START Page extract

When to stop and contact the manufacturer
Work through the symptom list first; most faults clear there. Stop and call the manufacturer or a repairer if:
- The motor does nothing with a known-good 13A fuse, a clear circuit and no extension lead.
- Oil leaks from the ram or a seal, not from an open bleed screw or an overfilled tank.
- Splitting force has dropped and you suspect the pressure relief valve has been moved.
- You hear grinding, smell burning from the motor, or see damaged hydraulic hoses.
A machine still under warranty should go back to the seller rather than be opened up. For choosing the right size machine in the first place, see what tonnage log splitter you need. For more on the whole category, start at the log splitters hub, and if you are weighing up a replacement, the best electric log splitter UK guide covers the models named here.
As ever, any buy prompts on this site use our affiliate links.
Frequently asked questions
Why won’t my log splitter ram return to the start?
Nine times out of ten it is a closed bleed screw or low oil. Loosen the bleed screw a couple of turns first. Then prop the motor end up so the front points slightly down and try again; if it returns like that, you are low on oil. Cold, thick oil and an air lock are the next things to check.
What does the bleed screw do, and how many turns do I loosen it?
It lets air move in and out of the oil tank as the ram cycles. Leave it tight and the tank cannot breathe, so the ram goes sluggish or will not fully return. Loosen it before use: Forest Master and Titan Pro say three to four turns, Hyundai’s HYLS7000HE says 1.5 turns. Check your manual. Close it again before you move the machine.

END Page extract

• [Tasks to perform]:
1 - In the log splitter troubleshooting extract, reproduce the passage from "As ever, any" to "things to check.", substituting "vent screw" for "bleed screw".
2 - Pick up the log splitter troubleshooting extract after its final sentence and continue writing it.

START Entries shown

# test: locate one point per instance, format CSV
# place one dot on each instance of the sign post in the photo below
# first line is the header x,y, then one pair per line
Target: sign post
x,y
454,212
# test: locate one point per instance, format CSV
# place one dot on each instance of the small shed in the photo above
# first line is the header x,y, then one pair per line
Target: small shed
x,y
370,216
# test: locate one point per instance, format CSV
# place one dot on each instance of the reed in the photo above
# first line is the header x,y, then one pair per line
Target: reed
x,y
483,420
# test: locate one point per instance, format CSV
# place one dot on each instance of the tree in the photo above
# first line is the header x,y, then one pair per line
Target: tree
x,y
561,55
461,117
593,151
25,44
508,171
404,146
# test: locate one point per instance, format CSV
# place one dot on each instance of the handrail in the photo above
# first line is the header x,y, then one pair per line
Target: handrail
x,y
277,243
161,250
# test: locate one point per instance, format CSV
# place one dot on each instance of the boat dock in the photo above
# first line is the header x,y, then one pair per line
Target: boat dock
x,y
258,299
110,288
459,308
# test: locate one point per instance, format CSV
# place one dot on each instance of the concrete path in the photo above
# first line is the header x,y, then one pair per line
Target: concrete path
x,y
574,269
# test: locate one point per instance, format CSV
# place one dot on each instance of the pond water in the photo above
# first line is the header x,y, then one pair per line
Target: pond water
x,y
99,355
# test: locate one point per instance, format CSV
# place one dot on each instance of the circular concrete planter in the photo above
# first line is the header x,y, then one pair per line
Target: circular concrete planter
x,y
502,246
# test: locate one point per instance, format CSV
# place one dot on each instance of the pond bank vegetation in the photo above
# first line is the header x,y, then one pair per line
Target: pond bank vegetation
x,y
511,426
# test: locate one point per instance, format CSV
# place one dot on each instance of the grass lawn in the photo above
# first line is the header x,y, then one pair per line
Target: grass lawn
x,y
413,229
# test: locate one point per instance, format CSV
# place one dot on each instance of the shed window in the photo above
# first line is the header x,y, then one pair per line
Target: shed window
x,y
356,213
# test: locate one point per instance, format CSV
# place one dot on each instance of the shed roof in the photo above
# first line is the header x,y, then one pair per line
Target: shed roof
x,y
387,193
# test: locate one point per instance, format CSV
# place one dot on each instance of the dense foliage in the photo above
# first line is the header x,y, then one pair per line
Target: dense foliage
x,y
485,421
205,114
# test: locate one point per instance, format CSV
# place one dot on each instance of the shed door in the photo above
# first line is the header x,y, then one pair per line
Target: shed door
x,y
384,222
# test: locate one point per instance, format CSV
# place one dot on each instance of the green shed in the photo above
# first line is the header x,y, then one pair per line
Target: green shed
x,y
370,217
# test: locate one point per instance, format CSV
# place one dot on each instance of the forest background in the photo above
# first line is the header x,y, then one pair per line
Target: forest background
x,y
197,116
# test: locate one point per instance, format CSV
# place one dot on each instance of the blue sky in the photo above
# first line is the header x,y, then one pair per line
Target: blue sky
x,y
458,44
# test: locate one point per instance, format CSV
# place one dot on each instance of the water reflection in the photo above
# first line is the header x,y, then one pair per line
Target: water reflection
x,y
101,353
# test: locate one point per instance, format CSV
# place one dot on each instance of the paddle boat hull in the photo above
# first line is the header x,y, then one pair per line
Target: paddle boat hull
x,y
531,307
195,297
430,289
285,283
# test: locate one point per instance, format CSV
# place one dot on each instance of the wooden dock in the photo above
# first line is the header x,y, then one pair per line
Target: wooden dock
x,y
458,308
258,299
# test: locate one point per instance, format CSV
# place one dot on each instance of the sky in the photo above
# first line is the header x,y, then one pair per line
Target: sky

END Entries shown

• [Answers by item number]:
1 -
As ever, any buy prompts on this site use our affiliate links.
Frequently asked questions
Why won’t my log splitter ram return to the start?
Nine times out of ten it is a closed vent screw or low oil. Loosen the vent screw a couple of turns first. Then prop the motor end up so the front points slightly down and try again; if it returns like that, you are low on oil. Cold, thick oil and an air lock are the next things to check.

2 -
How do I reset the thermal overload, and how long does it take to cool?
Switch off, unplug, and leave the motor to cool right down, a good 15 to 30 minutes. The reset will not work while it is still hot. If it keeps cutting out, the real cause is usually low oil, logs that are too big, or an extension lead dropping the voltage.
Can I use an extension lead with an electric log splitter?
Yes, but it must be thicker than the splitter’s own power lead, as short as you can manage, and fully uncoiled. A long thin lead, or one left wound on the reel, drops the voltage so the motor cannot reach speed. It will hum, strain and trip. If the machine runs fine straight off a wall socket, the lead is your fault.
Why is my new log splitter leaking oil straight out of the box?
The bleed screw was almost certainly left open for transit. Tighten it and wipe up the oil. It is not a fault. Just remember to loosen it again before you use the machine, and close it before you move it.
Why does my log splitter just hum and not move?
The motor is straining and cannot turn the pump. Usual causes are low oil, an under-voltage extension lead, or pulling the lever before the motor has spun up. Press the motor button first and let it get going, plug straight into the wall, and check the oil. A persistent hum will blow the plug fuse, so do not keep at it.
Why won’t my splitter split hardwood like it used to?
If it never could, that is the machine’s limit; a 4 to 7 tonne electric unit is not a petrol 20 tonner and big, knotty or green hardwood will beat it. If it used to manage and now struggles, check the oil level and grade, look for a dull wedge, keep logs within the rated size, and try turning knotty rounds end for end.
Do I really have to use both hands to operate it?
Yes. Two-hand control is built into log splitters sold in the UK to meet CE/UKCA safety conformity and the log splitter safety standard (BS EN 609-1). One hand holds the motor button, the other works the hydraulic lever, and the ram only moves when both are engaged. A machine that “won’t move” is very often just one control not being held. Never try to defeat or bypass it; it is the safety guard.